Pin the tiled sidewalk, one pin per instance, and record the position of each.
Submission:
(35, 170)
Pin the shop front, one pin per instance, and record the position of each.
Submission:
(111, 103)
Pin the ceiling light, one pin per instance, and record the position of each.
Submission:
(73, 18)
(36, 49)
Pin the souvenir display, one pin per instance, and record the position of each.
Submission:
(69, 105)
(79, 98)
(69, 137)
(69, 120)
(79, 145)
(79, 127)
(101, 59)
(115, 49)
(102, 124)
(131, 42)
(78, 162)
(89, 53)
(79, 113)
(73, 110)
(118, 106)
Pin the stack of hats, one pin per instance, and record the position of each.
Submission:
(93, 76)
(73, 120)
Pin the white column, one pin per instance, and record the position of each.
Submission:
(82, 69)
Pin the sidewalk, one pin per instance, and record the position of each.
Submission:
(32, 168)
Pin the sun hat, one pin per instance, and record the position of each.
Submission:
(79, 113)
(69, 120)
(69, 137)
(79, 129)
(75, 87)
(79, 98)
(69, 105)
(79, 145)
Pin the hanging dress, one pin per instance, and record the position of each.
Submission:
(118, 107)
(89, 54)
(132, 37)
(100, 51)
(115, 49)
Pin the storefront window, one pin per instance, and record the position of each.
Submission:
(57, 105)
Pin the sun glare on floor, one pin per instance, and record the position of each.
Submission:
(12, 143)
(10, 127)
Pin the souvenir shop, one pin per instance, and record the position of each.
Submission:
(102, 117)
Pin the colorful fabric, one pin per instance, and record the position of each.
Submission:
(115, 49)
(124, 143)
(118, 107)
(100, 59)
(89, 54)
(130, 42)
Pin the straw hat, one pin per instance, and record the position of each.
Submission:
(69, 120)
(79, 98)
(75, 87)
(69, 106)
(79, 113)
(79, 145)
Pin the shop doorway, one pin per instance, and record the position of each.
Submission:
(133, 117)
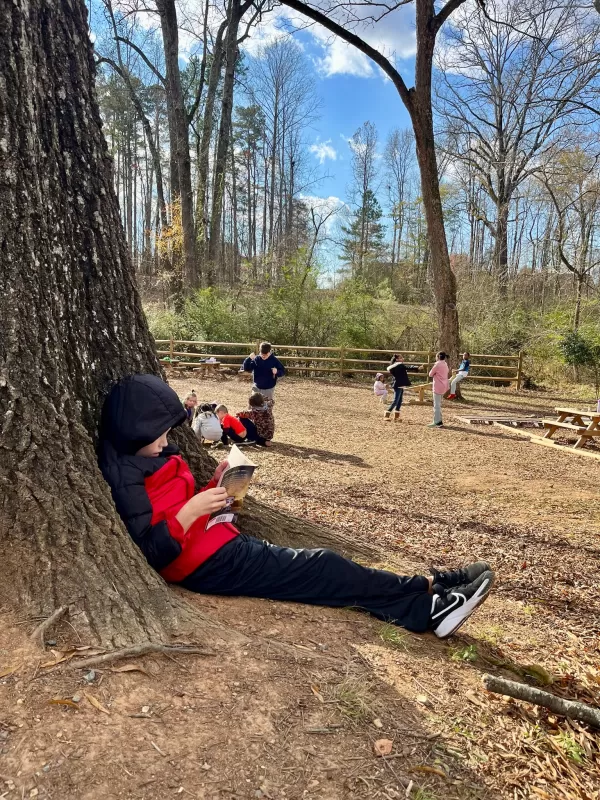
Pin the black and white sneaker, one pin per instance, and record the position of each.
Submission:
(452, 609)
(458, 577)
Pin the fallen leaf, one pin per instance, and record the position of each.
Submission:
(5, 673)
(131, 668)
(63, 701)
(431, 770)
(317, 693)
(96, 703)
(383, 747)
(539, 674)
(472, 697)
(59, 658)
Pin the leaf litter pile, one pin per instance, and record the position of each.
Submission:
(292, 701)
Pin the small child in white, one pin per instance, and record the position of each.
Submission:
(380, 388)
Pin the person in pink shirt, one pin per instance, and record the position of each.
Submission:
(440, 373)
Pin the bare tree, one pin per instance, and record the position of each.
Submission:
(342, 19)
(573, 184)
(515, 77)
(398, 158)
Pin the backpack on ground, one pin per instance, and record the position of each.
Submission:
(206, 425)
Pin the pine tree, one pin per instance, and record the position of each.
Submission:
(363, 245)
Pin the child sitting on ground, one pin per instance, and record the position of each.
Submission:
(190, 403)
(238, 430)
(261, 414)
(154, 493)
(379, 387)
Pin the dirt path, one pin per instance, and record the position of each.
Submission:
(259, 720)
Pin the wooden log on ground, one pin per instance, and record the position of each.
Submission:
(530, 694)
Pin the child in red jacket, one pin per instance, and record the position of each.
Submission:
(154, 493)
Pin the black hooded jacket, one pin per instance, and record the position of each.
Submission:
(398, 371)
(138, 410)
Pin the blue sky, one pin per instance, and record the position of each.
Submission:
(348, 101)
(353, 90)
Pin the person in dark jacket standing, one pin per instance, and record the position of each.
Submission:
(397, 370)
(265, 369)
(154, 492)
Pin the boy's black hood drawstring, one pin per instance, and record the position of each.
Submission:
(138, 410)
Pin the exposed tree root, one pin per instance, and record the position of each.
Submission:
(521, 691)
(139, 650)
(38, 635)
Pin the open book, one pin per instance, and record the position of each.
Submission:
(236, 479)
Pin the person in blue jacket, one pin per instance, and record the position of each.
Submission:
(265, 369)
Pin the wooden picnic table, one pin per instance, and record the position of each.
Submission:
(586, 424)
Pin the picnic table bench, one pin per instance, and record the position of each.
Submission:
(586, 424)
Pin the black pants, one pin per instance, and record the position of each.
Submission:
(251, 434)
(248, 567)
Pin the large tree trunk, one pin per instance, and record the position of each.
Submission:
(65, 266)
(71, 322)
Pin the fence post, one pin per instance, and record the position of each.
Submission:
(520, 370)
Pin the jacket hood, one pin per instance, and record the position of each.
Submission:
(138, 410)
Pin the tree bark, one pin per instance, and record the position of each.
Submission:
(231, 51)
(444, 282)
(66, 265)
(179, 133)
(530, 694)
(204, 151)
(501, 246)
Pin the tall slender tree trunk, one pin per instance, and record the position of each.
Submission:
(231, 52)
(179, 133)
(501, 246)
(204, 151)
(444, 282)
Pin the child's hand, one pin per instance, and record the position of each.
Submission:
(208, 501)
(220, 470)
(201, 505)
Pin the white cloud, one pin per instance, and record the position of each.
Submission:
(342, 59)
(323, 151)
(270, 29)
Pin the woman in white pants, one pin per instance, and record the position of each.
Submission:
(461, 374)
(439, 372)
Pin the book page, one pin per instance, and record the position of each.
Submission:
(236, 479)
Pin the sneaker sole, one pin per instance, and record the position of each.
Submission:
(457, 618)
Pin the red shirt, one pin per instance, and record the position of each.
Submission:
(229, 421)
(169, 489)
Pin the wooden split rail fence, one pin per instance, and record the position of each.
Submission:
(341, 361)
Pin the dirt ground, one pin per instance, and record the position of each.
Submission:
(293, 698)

---

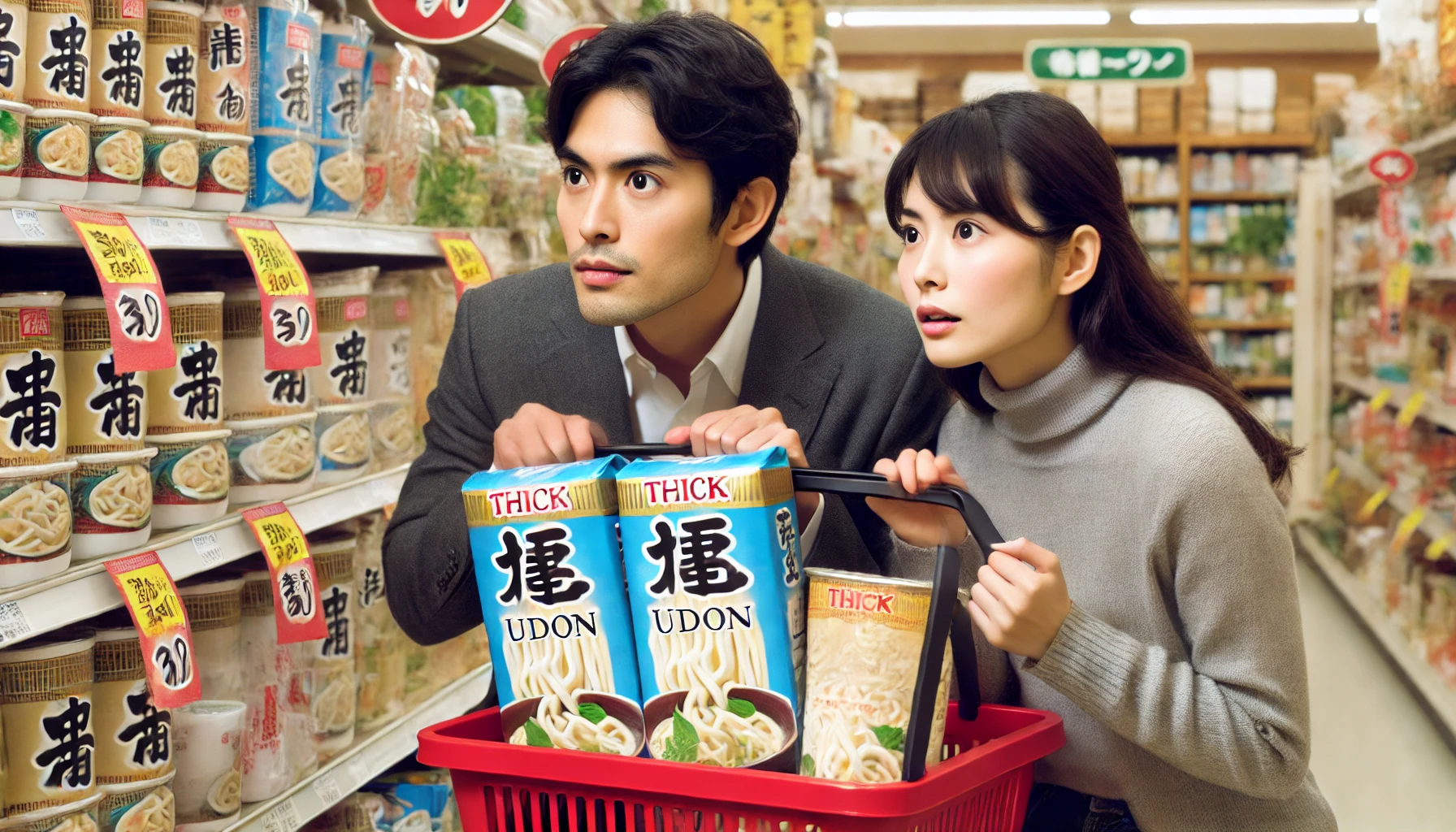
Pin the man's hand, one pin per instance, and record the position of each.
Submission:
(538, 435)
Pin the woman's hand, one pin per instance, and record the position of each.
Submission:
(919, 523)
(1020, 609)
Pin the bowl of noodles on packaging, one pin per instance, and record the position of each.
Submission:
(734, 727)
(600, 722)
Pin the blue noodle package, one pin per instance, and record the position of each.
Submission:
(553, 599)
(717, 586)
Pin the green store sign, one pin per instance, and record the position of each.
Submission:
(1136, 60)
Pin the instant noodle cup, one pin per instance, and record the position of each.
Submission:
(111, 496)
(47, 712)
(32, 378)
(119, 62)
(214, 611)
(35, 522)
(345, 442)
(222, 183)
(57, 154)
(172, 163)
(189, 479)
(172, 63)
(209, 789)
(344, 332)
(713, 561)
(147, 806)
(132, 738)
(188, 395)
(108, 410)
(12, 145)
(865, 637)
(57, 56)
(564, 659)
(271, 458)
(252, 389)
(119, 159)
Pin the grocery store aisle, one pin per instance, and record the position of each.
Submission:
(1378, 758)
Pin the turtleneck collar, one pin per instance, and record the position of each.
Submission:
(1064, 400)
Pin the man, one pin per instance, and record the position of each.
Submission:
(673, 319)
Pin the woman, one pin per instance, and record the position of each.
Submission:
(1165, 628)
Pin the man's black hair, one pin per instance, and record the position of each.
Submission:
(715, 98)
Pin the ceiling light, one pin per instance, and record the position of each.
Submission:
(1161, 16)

_Exercise_. Copy out each line of the records above that contains the word "tree".

_Result for this exercise_.
Pin the bare tree, one pin per instance, and record the position of each.
Pin the pine tree, one pin per instance, and record the position of each.
Pin the exposed tree root, one pin per instance, and record the position of each.
Pin the large tree trunk, one pin per instance, and record the position of each.
Pin the tree bark, one pin per instance, and record the position of each.
Pin the tall slender tree trunk, one pin per instance, and record the position of each.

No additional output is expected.